[[ Input, beginning ]]
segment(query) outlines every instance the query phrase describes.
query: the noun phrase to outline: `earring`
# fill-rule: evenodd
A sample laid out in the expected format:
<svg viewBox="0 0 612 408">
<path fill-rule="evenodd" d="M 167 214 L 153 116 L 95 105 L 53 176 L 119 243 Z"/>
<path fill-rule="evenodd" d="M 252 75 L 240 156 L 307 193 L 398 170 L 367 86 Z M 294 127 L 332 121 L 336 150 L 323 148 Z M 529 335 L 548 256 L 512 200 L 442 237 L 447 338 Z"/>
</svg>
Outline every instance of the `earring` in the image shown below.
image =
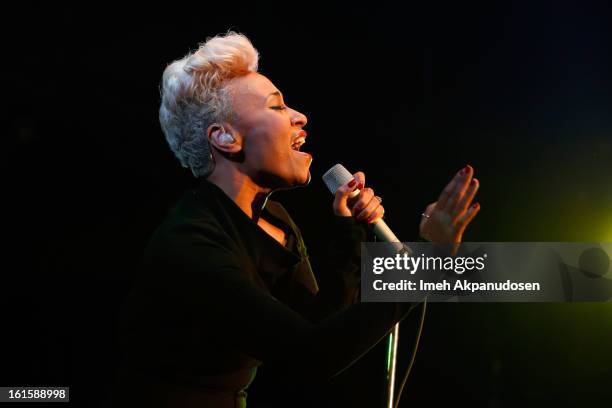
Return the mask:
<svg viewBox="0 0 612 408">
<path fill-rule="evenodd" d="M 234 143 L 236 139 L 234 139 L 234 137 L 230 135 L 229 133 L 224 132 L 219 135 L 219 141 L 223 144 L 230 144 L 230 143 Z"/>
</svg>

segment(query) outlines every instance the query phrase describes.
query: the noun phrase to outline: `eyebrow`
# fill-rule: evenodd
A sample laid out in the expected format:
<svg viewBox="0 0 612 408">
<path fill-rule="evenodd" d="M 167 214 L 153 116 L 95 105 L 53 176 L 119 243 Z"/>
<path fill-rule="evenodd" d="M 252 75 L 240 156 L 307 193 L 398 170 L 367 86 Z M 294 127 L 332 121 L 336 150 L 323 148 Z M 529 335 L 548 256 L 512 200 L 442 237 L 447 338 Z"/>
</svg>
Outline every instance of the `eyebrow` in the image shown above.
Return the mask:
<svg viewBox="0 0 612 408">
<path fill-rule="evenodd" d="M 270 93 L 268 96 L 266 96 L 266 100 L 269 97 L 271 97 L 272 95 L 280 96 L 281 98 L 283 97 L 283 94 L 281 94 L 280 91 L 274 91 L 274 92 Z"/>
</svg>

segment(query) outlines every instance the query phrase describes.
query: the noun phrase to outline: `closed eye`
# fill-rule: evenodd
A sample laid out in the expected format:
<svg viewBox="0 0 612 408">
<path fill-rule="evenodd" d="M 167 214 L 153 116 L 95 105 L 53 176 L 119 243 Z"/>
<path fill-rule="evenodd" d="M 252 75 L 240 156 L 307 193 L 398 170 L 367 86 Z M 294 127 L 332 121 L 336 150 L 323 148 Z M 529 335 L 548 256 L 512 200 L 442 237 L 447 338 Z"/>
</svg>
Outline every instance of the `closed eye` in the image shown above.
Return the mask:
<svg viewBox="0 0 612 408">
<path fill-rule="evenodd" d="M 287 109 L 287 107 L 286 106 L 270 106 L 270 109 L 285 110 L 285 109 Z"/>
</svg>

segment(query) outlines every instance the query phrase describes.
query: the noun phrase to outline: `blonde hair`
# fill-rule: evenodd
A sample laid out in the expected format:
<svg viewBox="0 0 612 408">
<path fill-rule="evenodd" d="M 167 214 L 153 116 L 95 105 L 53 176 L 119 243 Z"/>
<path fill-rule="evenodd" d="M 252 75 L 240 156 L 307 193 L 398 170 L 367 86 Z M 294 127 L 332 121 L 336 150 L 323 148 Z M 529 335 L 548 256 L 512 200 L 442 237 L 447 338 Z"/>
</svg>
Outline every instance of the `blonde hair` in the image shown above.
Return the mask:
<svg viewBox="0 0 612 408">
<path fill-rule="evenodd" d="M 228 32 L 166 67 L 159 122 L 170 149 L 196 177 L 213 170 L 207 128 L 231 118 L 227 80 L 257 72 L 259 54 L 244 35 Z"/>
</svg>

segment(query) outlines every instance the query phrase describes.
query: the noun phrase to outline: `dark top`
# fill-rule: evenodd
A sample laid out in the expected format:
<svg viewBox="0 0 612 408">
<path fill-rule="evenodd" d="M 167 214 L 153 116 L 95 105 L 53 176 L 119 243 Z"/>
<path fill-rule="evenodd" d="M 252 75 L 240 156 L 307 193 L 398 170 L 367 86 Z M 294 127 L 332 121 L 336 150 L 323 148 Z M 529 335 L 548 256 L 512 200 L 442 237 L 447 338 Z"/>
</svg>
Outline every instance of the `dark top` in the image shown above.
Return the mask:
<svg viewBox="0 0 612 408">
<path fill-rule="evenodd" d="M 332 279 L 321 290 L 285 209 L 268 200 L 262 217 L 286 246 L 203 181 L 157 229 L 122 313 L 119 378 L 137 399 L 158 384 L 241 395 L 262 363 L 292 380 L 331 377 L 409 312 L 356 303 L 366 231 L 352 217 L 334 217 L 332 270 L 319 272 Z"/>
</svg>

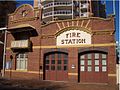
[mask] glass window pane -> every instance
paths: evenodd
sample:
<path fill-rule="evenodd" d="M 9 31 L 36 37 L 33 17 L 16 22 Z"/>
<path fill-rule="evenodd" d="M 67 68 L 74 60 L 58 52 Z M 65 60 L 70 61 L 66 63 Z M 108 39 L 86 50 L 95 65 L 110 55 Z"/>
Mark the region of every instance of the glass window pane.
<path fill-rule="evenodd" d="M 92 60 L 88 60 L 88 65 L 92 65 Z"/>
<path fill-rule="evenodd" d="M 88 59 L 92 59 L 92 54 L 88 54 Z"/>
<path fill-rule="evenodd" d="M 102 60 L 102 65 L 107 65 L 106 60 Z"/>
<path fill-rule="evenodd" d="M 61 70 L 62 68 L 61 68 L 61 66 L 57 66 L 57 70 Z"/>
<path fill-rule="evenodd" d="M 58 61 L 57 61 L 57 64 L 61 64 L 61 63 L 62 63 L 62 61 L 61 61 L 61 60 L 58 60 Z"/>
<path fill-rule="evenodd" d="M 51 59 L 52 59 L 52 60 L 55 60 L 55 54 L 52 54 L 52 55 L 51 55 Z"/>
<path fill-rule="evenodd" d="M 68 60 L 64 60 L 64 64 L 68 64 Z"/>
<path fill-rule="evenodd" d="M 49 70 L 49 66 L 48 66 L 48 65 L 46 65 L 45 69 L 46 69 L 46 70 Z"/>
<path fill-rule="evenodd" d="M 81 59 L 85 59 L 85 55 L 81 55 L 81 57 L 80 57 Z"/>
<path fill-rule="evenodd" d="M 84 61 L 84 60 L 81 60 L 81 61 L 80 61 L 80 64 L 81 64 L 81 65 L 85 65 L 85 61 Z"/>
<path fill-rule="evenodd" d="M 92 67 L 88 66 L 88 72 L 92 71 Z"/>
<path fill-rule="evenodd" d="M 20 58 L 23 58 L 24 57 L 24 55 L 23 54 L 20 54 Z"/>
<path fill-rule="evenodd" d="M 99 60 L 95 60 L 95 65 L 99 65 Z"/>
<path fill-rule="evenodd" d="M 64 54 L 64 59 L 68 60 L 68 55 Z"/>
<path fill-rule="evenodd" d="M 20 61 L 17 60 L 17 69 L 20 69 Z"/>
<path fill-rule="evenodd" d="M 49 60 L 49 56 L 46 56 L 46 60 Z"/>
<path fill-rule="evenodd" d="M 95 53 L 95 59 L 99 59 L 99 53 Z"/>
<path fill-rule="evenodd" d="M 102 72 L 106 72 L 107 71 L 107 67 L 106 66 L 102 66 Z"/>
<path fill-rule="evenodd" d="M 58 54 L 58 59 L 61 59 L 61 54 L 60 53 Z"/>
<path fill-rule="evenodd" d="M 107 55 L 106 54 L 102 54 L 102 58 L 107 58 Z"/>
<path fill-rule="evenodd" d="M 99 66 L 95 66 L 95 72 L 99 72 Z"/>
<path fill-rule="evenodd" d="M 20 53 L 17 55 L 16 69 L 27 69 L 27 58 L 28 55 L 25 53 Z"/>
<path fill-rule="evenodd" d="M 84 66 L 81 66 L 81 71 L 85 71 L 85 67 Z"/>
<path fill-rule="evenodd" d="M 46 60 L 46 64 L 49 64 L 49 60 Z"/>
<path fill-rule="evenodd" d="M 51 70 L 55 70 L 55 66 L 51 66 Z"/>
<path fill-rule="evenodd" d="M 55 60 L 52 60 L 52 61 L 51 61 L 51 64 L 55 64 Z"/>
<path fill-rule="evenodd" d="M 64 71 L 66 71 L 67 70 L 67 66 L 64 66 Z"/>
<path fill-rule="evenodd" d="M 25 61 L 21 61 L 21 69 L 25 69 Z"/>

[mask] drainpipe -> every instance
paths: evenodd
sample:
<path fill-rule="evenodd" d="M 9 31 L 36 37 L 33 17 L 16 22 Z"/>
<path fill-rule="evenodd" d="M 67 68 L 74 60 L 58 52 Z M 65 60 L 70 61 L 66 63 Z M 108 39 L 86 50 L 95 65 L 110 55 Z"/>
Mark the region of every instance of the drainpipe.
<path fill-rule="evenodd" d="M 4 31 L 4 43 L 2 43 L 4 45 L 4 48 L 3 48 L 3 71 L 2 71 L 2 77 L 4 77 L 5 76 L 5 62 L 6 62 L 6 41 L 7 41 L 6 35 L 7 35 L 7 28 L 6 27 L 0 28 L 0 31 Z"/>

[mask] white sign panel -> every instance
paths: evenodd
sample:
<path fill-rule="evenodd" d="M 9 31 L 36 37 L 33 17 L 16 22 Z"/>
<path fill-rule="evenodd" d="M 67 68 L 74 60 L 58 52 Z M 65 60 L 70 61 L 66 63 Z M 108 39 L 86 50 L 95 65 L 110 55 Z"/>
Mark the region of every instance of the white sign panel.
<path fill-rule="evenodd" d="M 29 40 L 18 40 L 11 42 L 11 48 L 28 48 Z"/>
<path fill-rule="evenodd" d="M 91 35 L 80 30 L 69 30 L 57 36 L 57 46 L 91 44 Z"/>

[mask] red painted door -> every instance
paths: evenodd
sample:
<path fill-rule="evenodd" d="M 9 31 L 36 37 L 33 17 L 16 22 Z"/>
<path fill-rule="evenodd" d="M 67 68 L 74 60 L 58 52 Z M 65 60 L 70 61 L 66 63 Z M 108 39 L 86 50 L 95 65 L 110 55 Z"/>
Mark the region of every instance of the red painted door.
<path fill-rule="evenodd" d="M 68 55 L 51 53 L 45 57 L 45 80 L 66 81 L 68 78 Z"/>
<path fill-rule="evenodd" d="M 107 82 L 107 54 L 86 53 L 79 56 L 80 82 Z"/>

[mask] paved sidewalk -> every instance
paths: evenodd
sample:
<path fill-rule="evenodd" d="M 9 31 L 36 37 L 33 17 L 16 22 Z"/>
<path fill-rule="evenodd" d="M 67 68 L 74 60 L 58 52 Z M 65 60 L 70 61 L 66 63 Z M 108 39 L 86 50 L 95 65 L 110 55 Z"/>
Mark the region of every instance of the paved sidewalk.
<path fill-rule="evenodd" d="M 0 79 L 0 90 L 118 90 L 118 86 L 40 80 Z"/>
[[ Input, end ]]
[[ Input, beginning ]]
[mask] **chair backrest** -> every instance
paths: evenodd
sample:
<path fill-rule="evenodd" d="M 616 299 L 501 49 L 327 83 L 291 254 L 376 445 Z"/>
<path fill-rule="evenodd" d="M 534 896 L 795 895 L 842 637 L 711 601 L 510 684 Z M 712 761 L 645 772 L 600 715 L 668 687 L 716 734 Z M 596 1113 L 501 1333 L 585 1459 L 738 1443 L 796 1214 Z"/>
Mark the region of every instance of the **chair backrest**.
[[ Input, end ]]
## Problem statement
All lines of the entries above where "image" turns up should be reported.

## Task answer
Outline every instance of the `earring` in the image shown below.
image =
Outline every instance of the `eyebrow` in the image shown above.
Outline every instance of the `closed eye` in the image shown above.
Outline every instance of the `blonde hair` in the image shown above.
Outline every instance of the `dark top` in the image shown above.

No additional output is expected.